Segmentation mask data
§
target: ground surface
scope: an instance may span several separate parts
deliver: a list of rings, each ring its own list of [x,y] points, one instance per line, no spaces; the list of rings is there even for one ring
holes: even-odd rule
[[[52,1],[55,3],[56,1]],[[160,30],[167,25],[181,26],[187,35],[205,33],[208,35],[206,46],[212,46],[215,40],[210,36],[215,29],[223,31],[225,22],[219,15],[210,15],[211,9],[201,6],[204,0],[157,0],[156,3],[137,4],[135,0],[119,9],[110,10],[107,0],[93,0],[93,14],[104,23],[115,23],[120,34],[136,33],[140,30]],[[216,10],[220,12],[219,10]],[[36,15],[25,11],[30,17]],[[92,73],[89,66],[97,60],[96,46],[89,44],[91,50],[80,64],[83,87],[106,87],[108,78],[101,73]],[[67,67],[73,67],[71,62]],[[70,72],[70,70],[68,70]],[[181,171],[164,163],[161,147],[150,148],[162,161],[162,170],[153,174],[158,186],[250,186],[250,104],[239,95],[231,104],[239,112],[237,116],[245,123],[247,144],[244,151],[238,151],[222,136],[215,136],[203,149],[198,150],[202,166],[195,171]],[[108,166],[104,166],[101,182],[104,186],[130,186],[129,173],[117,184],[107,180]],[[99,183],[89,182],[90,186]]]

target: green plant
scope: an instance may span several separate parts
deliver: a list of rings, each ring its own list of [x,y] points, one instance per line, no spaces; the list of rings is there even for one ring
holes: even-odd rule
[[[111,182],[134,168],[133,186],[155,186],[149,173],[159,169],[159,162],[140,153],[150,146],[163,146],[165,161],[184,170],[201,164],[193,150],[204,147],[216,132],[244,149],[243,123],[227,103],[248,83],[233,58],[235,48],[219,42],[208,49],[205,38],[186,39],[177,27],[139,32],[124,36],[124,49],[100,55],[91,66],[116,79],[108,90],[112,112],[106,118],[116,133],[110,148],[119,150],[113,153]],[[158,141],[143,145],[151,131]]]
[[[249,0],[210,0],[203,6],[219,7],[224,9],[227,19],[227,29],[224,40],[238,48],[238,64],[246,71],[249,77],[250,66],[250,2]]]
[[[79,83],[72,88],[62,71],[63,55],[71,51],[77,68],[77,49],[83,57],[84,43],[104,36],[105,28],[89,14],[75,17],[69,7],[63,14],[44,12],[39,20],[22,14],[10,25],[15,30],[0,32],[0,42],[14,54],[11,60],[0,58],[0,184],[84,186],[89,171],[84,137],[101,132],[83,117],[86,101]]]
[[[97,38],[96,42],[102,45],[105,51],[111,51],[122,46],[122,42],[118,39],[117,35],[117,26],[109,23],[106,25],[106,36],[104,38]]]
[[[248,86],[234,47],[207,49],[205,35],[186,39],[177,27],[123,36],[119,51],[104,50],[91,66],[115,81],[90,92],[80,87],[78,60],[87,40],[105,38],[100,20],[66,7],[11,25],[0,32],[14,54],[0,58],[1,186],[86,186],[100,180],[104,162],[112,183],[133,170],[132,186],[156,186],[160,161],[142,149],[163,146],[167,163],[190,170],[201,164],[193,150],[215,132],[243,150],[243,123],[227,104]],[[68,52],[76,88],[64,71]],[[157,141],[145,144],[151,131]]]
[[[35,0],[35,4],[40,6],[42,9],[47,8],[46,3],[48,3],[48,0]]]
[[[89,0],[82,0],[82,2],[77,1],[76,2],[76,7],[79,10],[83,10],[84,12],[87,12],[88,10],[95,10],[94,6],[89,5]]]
§
■ **Task objective**: Return all of the entries exactly as written.

■ **Answer area**:
target: ground surface
scope: an instance may span several separate parts
deliver: a list of rings, each ring its own list of [x,y] points, one instance per line, no spaces; the list of rings is there even for one ring
holes: even-odd rule
[[[52,1],[55,3],[56,1]],[[160,30],[167,25],[181,26],[187,35],[205,33],[208,35],[206,46],[212,46],[215,40],[210,36],[215,29],[223,31],[225,22],[219,15],[210,15],[211,9],[201,6],[204,0],[157,0],[156,3],[137,4],[135,0],[119,9],[110,10],[107,0],[93,0],[93,14],[104,23],[115,23],[120,34],[136,33],[140,30]],[[216,10],[220,12],[219,10]],[[36,15],[25,11],[30,17]],[[92,73],[89,66],[97,60],[96,46],[89,44],[91,50],[80,64],[83,87],[106,87],[108,78],[101,73]],[[67,67],[73,67],[71,62]],[[70,72],[70,70],[68,70]],[[181,171],[164,163],[161,147],[150,148],[162,161],[162,170],[153,174],[158,186],[250,186],[250,104],[239,95],[231,104],[239,112],[237,116],[245,123],[247,144],[244,151],[238,151],[222,136],[215,136],[203,149],[198,150],[202,166],[195,171]],[[108,166],[104,166],[101,182],[104,186],[130,186],[129,173],[117,184],[107,180]],[[99,183],[89,182],[90,186]]]

target: green plant
scope: an instance may span several separate parts
deliver: a list of rings, each ring its own list of [x,y] points, one instance per line, no spaces; the list of rings is there even for one ring
holes: even-odd rule
[[[111,182],[134,168],[133,186],[155,186],[149,173],[159,169],[159,162],[140,153],[150,146],[163,146],[165,161],[184,170],[201,164],[193,150],[204,147],[216,132],[244,149],[243,123],[227,103],[248,83],[233,58],[235,48],[219,42],[208,49],[205,38],[186,39],[177,27],[139,32],[124,36],[124,49],[100,55],[91,66],[116,79],[108,90],[112,112],[106,118],[116,133],[110,148],[119,150],[113,153]],[[158,141],[143,145],[151,131]]]
[[[249,0],[210,0],[203,6],[219,7],[224,9],[227,19],[227,29],[224,40],[238,48],[238,64],[246,71],[249,77],[250,66],[250,2]]]
[[[79,83],[72,88],[62,71],[63,55],[71,51],[77,68],[77,49],[83,57],[84,43],[104,36],[105,28],[89,14],[75,17],[69,7],[63,14],[44,12],[39,20],[22,14],[10,25],[15,30],[0,32],[0,42],[14,54],[11,60],[0,58],[0,184],[84,186],[89,171],[84,137],[101,132],[83,117],[86,101]]]
[[[97,38],[96,42],[102,45],[105,51],[111,51],[122,46],[122,42],[118,39],[117,35],[117,26],[109,23],[106,25],[106,36],[104,38]]]
[[[248,86],[234,47],[207,49],[205,35],[186,39],[177,27],[123,36],[119,51],[104,50],[91,66],[115,81],[90,92],[80,87],[78,60],[87,40],[105,38],[100,20],[66,7],[11,25],[0,32],[14,54],[0,58],[1,186],[86,186],[100,180],[104,162],[112,183],[133,170],[132,186],[156,186],[160,161],[142,149],[163,146],[167,163],[190,170],[201,164],[193,150],[215,132],[243,150],[243,123],[227,104]],[[68,52],[76,88],[64,71]],[[157,141],[145,144],[151,131]]]
[[[35,0],[35,4],[40,6],[42,9],[47,8],[46,3],[48,3],[48,0]]]
[[[89,0],[82,0],[82,2],[77,1],[76,2],[76,7],[79,10],[83,10],[84,12],[87,12],[88,10],[95,10],[94,6],[89,5]]]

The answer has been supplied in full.